▶ _ABOUT THIS TASK_
Copy every line that holds the string "where" from the data below.

▶ _DATASET_
↓

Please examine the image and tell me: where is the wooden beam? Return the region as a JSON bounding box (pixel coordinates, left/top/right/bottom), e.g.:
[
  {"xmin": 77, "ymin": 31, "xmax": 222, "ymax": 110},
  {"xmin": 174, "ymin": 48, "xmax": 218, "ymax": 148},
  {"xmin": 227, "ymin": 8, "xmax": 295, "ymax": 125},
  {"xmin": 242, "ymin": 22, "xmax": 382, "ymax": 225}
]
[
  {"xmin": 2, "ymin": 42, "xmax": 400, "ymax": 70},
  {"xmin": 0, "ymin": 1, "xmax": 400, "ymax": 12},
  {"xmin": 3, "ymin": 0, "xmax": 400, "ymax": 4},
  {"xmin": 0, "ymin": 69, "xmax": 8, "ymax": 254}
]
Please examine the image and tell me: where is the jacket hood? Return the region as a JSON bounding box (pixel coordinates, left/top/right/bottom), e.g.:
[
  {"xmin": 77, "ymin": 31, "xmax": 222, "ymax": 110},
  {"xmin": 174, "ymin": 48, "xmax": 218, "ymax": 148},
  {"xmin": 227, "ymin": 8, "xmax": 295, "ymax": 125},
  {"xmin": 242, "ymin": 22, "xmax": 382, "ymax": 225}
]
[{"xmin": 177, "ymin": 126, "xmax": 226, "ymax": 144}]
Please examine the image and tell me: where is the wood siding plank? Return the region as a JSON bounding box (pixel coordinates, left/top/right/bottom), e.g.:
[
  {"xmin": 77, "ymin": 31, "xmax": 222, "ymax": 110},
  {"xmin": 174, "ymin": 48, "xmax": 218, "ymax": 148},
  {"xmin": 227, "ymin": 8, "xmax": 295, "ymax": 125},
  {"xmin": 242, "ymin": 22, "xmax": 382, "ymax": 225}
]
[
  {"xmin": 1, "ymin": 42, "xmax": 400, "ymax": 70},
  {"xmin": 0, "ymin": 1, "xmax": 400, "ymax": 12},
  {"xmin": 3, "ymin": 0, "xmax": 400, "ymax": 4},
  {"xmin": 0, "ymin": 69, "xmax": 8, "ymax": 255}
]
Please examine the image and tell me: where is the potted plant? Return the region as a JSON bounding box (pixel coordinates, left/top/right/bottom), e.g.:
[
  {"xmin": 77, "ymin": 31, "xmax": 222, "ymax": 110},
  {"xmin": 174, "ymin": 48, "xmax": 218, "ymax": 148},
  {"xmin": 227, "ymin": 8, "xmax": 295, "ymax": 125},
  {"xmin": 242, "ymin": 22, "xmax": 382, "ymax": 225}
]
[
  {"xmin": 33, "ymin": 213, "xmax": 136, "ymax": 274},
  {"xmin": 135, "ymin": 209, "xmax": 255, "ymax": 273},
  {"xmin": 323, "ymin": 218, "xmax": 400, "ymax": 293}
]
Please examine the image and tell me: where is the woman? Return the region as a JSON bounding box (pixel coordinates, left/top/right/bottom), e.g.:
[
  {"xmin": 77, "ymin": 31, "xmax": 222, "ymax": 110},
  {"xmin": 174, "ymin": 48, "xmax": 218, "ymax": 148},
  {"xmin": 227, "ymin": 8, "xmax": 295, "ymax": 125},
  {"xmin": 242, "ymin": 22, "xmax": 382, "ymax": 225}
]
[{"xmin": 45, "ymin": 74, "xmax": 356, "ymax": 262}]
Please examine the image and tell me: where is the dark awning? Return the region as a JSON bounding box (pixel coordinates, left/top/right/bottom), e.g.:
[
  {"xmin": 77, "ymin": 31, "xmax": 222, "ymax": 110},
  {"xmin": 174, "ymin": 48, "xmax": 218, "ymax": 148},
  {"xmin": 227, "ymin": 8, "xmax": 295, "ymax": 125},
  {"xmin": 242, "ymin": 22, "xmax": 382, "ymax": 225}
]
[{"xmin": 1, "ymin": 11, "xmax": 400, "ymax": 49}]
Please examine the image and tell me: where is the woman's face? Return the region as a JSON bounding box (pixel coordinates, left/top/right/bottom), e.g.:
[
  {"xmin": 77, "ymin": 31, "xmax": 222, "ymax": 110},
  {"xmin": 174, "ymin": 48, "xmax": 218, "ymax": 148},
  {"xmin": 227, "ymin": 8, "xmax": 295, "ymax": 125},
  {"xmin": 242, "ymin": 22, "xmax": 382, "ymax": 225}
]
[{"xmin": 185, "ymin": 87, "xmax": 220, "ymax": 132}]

↑

▶ _REPLY TO THE TASK_
Please examine the image and tell me: where is the wooden beam? Return the region as a JSON bounding box (pixel coordinates, left/top/right/bottom), e.g.:
Please examine the image and tell me: where is the jacket hood? Return the region as a JSON bounding box (pixel coordinates, left/top/right/bottom), e.g.:
Please examine the image and tell me: where is the wood siding plank? Return the region as a JSON bounding box (pixel coordinates, left/top/right/bottom), e.g.:
Please examine the image and tell me: where is the potted plant? Return the region as a JSON bounding box (pixel coordinates, left/top/right/bottom), e.g.:
Please examine the image and tell me: where is the woman? Return the region as a JSON bounding box (pixel coordinates, left/top/right/bottom), e.g.:
Please examine the image and tell me: where is the dark awning? Return the region as a JSON bounding box (pixel coordinates, left/top/right/bottom), e.g.:
Please examine the image and tell me: where is the woman's face? Return the region as a JSON bounding box (pixel coordinates, left/top/right/bottom), e.g.:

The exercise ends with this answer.